PROBLEMA BREVE A: Riscrivi il pezzo del testo su Illuminismo e cristianesimo che parte da "Contrariamente a quello" e finisce con "tutta la società.", mettendo "Riforma protestante" al posto di "Riforma luterana".
PROBLEMA BREVE B: Nel testo su Illuminismo e cristianesimo, tra chi scoppiarono soprattutto le guerre di religione?
PROBLEMA BREVE C: Elenca le posizioni che il testo su Illuminismo e cristianesimo collega alle punte estreme degli idéologues francesi.

───── ESTRATTO ─────

Ragione e fede, la sfida dell’Illuminismo che merita di essere raccolta

By 22 Aprile 2018Cultura

Contrariamente a quello che si pensa abitualmente, l’Illuminismo è un esito della storia cristiana. Paradossale, se si pensa che l’ideologia illuminista si è affermata spesso come un’opposizione radicale nei confronti della tradizione cristiana e del principio di autorità della religione nell’Europa moderna tra il XVII e il XVIII secolo. Un periodo segnato, da un lato, dalle guerre di religione (o meglio di politica religiosa, già all’indomani della Riforma luterana), scoppiate soprattutto tra cattolici e protestanti; e dall’altro lato, dalla lotta per il controllo e la moralizzazione della vita politica da parte delle Chiese. Con la conseguente ricerca di una possibile “tolleranza” che salvasse, grazie all’uso sensato della ragione e della conoscenza, dall’abuso di una legislazione morale di impronta religiosa imposta a tutta la società.
Eppure questo fenomeno non è risolvibile solo come una contrapposizione frontale e teorizzata tra Illuminismo e cristianesimo (come nelle punte estreme degli idéologues francesi, à la Voltaire o Diderot, tra materialismo, scetticismo e “deismo”). In realtà, in molti altri casi l’Illuminismo europeo si concepisce piuttosto come il compimento o l'”inveramento” della tradizione cristiana. Ma — ecco il punto — intendendo tale inveramento come un riassorbimento dell’evento storico originario nella purezza della ragione morale.

───── DATI FORNITI ─────

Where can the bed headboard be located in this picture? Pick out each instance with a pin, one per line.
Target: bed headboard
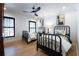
(66, 28)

─────

RISPOSTA A:
Contrariamente a quello che si pensa abitualmente, l’Illuminismo è un esito della storia cristiana. Paradossale, se si pensa che l’ideologia illuminista si è affermata spesso come un’opposizione radicale nei confronti della tradizione cristiana e del principio di autorità della religione nell’Europa moderna tra il XVII e il XVIII secolo. Un periodo segnato, da un lato, dalle guerre di religione (o meglio di politica religiosa, già all’indomani della Riforma protestante), scoppiate soprattutto tra cattolici e protestanti; e dall’altro lato, dalla lotta per il controllo e la moralizzazione della vita politica da parte delle Chiese. Con la conseguente ricerca di una possibile “tolleranza” che salvasse, grazie all’uso sensato della ragione e della conoscenza, dall’abuso di una legislazione morale di impronta religiosa imposta a tutta la società.

RISPOSTA B: Soprattutto tra cattolici e protestanti.

RISPOSTA C: Materialismo, scetticismo, "deismo".